Entries taken from a collection
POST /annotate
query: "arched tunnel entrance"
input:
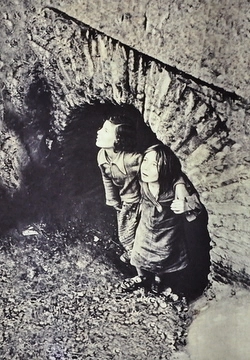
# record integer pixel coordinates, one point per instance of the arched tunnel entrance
(65, 184)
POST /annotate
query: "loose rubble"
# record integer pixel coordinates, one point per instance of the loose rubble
(61, 299)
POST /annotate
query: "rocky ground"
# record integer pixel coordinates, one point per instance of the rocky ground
(60, 299)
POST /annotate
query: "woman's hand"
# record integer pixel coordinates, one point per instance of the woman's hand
(117, 208)
(179, 206)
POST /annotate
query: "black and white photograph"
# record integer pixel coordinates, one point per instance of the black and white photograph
(125, 180)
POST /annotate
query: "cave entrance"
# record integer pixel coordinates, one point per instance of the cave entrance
(81, 189)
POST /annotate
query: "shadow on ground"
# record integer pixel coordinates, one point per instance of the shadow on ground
(60, 300)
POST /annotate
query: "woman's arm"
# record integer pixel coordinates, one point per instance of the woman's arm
(185, 203)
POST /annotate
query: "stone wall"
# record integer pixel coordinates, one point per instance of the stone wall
(65, 64)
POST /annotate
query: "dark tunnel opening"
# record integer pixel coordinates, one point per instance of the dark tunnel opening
(64, 184)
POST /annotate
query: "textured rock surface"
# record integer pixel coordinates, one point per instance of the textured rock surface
(208, 40)
(60, 300)
(66, 65)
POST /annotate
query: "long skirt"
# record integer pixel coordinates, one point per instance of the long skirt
(127, 220)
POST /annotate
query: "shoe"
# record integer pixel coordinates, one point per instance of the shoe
(133, 283)
(125, 258)
(156, 285)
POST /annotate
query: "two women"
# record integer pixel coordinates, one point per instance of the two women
(159, 244)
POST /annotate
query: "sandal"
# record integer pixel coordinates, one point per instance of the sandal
(134, 283)
(156, 286)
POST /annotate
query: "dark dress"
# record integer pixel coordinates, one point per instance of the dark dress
(160, 244)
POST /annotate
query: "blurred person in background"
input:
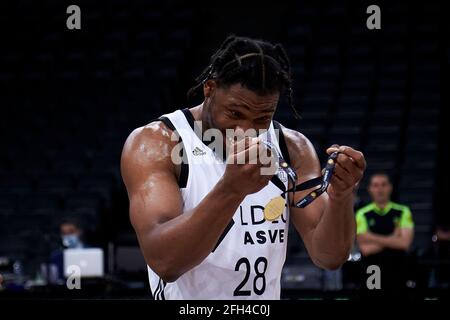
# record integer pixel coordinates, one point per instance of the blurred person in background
(71, 235)
(385, 231)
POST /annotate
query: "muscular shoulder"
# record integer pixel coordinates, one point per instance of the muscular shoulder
(301, 152)
(148, 147)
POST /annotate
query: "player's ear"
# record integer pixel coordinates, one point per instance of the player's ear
(209, 87)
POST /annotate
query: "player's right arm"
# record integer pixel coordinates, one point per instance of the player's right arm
(173, 241)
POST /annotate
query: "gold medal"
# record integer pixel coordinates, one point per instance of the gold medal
(274, 208)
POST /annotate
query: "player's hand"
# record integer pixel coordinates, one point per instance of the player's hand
(349, 170)
(247, 169)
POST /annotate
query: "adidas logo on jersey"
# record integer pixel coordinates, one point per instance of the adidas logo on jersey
(198, 152)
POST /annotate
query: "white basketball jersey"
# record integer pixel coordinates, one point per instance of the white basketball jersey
(248, 259)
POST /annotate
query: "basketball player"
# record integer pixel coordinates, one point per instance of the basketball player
(201, 227)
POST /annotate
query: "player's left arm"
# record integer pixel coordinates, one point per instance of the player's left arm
(327, 226)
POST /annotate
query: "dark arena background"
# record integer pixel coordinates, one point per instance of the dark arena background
(69, 99)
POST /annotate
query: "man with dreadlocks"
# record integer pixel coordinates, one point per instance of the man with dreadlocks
(202, 226)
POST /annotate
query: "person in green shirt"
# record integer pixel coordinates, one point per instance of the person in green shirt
(385, 231)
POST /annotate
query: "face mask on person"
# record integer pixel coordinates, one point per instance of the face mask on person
(71, 241)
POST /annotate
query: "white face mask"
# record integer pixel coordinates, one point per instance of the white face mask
(71, 241)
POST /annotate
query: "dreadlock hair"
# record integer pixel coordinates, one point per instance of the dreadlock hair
(257, 65)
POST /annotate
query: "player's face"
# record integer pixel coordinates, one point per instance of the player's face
(380, 188)
(236, 107)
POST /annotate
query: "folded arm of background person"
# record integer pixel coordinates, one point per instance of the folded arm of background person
(172, 240)
(401, 239)
(327, 225)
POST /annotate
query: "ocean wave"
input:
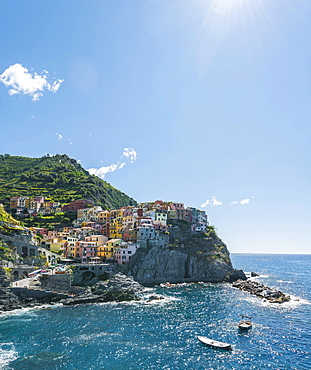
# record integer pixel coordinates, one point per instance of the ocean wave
(30, 311)
(7, 354)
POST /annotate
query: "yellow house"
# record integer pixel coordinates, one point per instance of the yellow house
(116, 221)
(107, 251)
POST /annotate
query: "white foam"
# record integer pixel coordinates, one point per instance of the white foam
(7, 354)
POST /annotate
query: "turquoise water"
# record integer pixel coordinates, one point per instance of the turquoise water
(162, 334)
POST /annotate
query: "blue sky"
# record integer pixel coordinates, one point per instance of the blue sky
(201, 101)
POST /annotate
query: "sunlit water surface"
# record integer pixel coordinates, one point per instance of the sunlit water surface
(162, 334)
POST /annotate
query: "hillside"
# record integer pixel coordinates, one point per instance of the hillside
(59, 178)
(7, 218)
(189, 257)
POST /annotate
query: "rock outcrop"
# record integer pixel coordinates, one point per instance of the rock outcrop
(189, 257)
(119, 288)
(262, 291)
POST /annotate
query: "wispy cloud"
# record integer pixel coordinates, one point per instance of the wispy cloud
(130, 153)
(212, 202)
(243, 201)
(101, 172)
(21, 81)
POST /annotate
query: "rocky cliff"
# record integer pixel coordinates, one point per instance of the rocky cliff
(188, 257)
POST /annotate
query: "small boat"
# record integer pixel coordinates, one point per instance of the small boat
(214, 343)
(245, 324)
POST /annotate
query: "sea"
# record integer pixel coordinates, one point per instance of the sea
(162, 334)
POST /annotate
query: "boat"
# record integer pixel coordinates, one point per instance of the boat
(214, 343)
(245, 324)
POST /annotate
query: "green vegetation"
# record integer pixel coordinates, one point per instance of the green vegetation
(59, 178)
(7, 218)
(6, 253)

Exercise aim
All lines from the one containing "the blue sky" through the last line of the data, both included, are to be retyped exactly, and no other line belongs in the answer.

Solution
# record integer pixel coordinates, one point per instance of the blue sky
(201, 101)
POST /annotate
query: "sunlit water surface"
# record integer pixel coordinates, one point per instance of the sunlit water surface
(162, 334)
POST /annotate
query: "hillside"
# record integer pixel coordinates, one point per instance of the hillside
(59, 178)
(7, 218)
(189, 257)
POST /annotate
query: "rock outcrop"
# record integer pixel coordinates, one point per instance of the rock outcrop
(189, 257)
(119, 288)
(262, 291)
POST /annotate
query: "wispy cloud"
# record integer pixel coordinates, one point per instance of the wispy cloud
(130, 153)
(212, 202)
(243, 201)
(101, 172)
(21, 81)
POST /annotate
query: "rocky cliff"
# record integer pixel coordinates, one point per instance of the rocky cliff
(188, 257)
POST /annotate
query: "small boat"
# record integer pixel coordinates, one point per instance of the small boat
(214, 343)
(245, 324)
POST /annotate
query: "sea"
# record integer pixel coordinates, one point per instance of the sea
(162, 334)
POST /annotate
query: "boat"
# record integer pixel coordinates, one point per instance of the boat
(214, 343)
(245, 324)
POST /annotate
query: "green vegetation"
# record integer pixel coordinates, one point per instance of the green vegetation
(59, 178)
(7, 218)
(6, 253)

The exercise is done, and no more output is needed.